(Stored entries)
++++++++++

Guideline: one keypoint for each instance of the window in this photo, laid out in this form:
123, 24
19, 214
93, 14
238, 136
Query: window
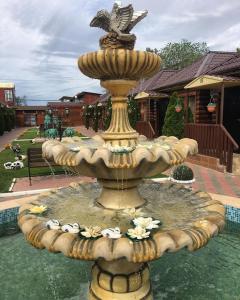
8, 95
191, 109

++++++++++

### Task
Please repeat the material above word for word, leaving out the pictures.

### Task solution
Guideline: one keypoint for each instance of the window in this photo, laid out in this form:
123, 24
19, 214
93, 14
238, 136
Query: window
8, 95
191, 109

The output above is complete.